### ACTIVITY
For the records that follow, return only the count of lines containing the string "target".

________________

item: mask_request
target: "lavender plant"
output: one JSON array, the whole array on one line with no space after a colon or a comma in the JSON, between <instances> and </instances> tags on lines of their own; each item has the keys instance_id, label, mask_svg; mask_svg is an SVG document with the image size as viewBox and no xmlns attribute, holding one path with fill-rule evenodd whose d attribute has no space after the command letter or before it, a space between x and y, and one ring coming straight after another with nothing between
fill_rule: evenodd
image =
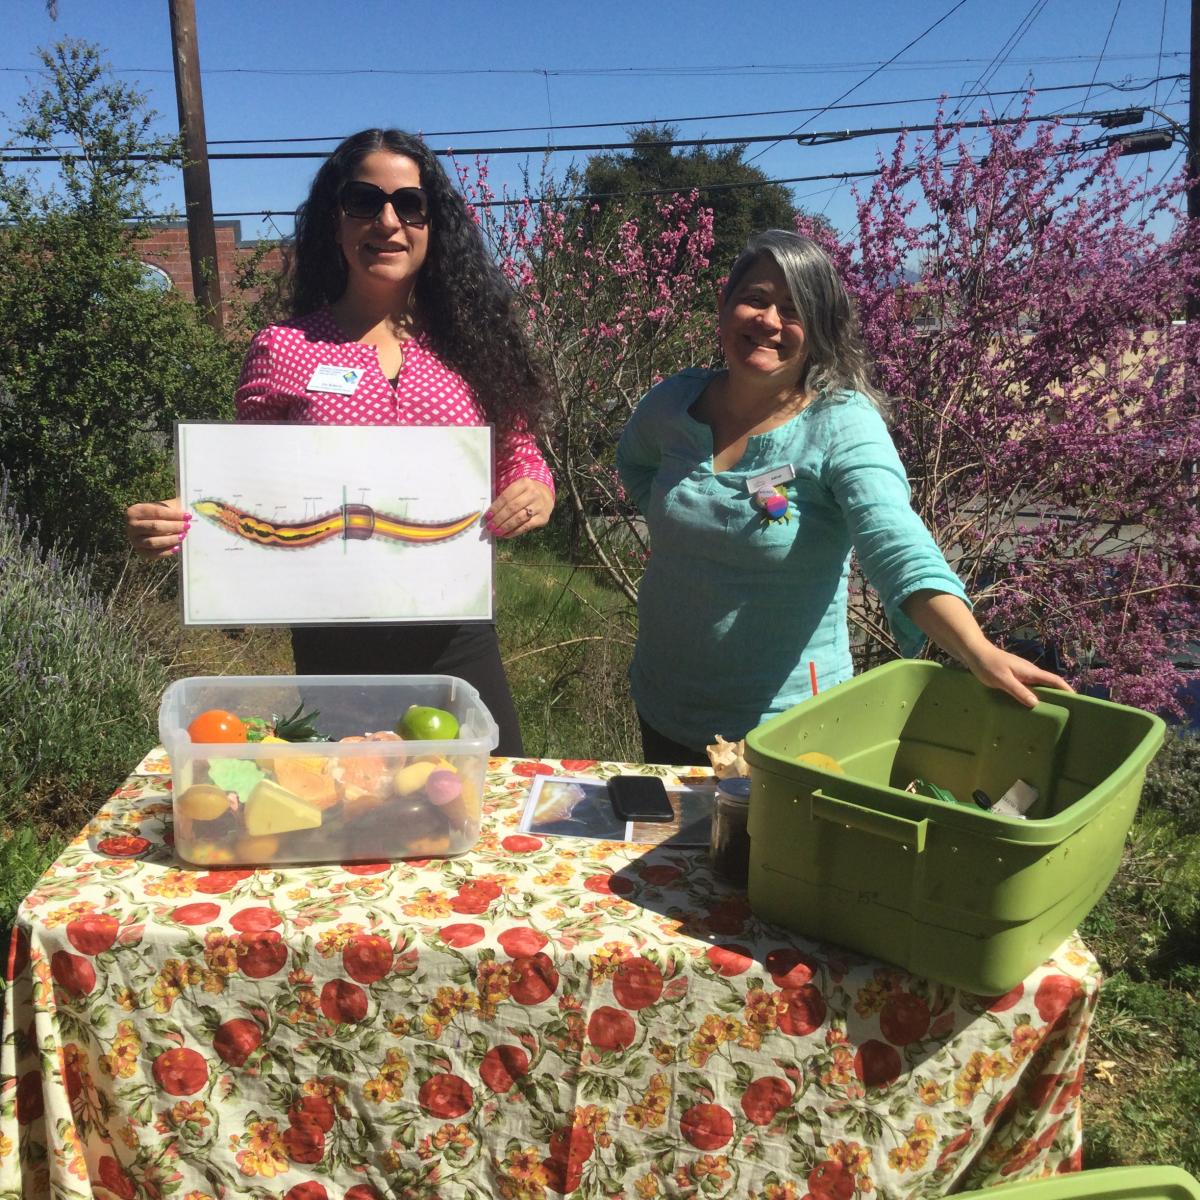
<instances>
[{"instance_id":1,"label":"lavender plant","mask_svg":"<svg viewBox=\"0 0 1200 1200\"><path fill-rule=\"evenodd\" d=\"M0 478L0 821L76 831L157 740L140 610L43 545Z\"/></svg>"}]
</instances>

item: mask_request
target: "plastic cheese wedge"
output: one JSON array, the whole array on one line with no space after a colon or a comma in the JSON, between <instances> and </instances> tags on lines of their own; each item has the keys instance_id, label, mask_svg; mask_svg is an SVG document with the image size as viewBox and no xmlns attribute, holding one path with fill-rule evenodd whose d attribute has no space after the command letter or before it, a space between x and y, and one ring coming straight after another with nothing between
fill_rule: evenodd
<instances>
[{"instance_id":1,"label":"plastic cheese wedge","mask_svg":"<svg viewBox=\"0 0 1200 1200\"><path fill-rule=\"evenodd\" d=\"M251 837L319 829L321 810L269 779L260 780L246 801L246 832Z\"/></svg>"}]
</instances>

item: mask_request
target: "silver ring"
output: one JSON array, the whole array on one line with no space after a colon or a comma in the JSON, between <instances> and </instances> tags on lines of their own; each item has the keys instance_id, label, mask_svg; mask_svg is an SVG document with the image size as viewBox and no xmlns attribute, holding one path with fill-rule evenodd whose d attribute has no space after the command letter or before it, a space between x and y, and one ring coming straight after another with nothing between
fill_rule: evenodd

________________

### TASK RESULT
3